(Coordinate annotation entries)
BEGIN

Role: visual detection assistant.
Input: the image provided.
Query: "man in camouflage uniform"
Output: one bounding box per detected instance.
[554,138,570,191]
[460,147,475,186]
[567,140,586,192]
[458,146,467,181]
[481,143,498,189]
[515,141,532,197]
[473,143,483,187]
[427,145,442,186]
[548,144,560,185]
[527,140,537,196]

END

> SET TASK: Reproduce each line of the material above word for word, with nothing added or left out.

> REPLY:
Role: visual detection assistant.
Input: the image provided.
Query: "man in camouflage uniform"
Output: one bounding box per detected instance.
[554,138,570,191]
[460,147,475,186]
[567,140,586,192]
[458,146,467,181]
[481,143,498,189]
[515,141,532,197]
[473,143,483,187]
[427,145,442,186]
[548,144,560,185]
[527,140,537,196]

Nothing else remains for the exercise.